### Material supplied
=== Begin Enclosure ===

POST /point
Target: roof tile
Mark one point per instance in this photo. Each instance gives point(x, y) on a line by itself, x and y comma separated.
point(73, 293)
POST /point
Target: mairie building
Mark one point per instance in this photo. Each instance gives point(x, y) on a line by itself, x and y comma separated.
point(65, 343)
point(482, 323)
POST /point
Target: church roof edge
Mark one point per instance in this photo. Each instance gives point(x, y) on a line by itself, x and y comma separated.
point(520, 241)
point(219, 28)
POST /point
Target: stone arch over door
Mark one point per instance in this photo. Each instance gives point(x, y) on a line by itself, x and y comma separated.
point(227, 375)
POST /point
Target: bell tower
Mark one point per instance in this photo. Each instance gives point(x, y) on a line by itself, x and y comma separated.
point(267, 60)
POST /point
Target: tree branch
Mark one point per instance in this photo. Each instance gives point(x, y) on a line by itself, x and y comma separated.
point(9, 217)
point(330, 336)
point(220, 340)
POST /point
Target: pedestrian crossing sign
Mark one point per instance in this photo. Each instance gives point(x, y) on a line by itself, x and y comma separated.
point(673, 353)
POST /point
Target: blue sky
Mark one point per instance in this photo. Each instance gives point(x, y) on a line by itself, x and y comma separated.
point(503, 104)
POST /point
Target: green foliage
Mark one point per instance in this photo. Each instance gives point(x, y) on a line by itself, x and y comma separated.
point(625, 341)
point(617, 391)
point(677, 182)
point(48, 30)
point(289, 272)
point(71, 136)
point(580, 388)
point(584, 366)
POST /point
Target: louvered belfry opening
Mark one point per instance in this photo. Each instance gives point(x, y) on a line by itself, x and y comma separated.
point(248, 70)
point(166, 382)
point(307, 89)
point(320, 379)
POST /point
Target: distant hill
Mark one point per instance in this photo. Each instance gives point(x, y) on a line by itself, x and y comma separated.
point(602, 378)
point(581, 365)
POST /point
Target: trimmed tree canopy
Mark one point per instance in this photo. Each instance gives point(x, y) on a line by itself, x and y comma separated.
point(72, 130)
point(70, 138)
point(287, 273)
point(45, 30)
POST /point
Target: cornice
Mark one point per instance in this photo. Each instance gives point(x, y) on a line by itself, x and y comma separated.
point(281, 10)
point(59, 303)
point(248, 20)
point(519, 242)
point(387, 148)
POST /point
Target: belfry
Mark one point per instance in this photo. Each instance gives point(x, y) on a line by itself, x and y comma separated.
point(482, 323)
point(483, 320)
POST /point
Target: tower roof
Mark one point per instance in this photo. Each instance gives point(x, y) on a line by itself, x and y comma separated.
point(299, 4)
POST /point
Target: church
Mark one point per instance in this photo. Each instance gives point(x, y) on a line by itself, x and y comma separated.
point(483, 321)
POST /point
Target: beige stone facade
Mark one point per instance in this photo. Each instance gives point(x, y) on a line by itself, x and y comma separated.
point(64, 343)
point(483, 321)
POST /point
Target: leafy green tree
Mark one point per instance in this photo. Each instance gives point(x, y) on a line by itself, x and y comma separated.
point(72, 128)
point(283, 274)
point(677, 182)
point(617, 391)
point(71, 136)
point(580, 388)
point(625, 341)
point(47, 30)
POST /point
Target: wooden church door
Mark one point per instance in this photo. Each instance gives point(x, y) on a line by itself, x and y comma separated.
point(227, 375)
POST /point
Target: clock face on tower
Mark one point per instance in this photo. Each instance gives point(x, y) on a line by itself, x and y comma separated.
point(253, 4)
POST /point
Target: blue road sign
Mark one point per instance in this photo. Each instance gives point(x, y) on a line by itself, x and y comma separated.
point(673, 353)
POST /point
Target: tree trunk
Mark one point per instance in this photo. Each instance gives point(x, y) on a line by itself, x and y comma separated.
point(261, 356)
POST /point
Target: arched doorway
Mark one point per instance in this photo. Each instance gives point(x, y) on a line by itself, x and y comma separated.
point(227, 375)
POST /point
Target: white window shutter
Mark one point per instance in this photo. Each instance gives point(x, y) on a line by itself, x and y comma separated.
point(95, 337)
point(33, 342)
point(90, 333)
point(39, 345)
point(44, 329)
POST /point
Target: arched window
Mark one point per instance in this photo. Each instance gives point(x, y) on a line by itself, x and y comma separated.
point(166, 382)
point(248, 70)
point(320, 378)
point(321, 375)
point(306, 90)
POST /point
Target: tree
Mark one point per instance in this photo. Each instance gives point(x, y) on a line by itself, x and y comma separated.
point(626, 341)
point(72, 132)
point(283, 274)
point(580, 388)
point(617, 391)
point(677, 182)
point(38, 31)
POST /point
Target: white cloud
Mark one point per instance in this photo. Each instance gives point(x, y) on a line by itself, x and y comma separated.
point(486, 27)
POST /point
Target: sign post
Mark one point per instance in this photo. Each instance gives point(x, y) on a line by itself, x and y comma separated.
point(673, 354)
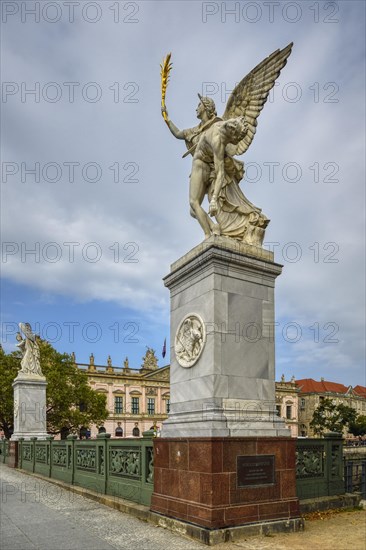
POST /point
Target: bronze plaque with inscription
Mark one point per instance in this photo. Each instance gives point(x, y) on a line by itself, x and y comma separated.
point(255, 470)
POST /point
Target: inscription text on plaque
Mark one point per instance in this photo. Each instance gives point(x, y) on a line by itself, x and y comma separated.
point(255, 470)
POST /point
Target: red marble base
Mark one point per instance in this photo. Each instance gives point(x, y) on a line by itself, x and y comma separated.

=== End Enclosure ===

### Task instructions
A single number is the answer: the count of lines above that include the string "stone".

### Problem solution
2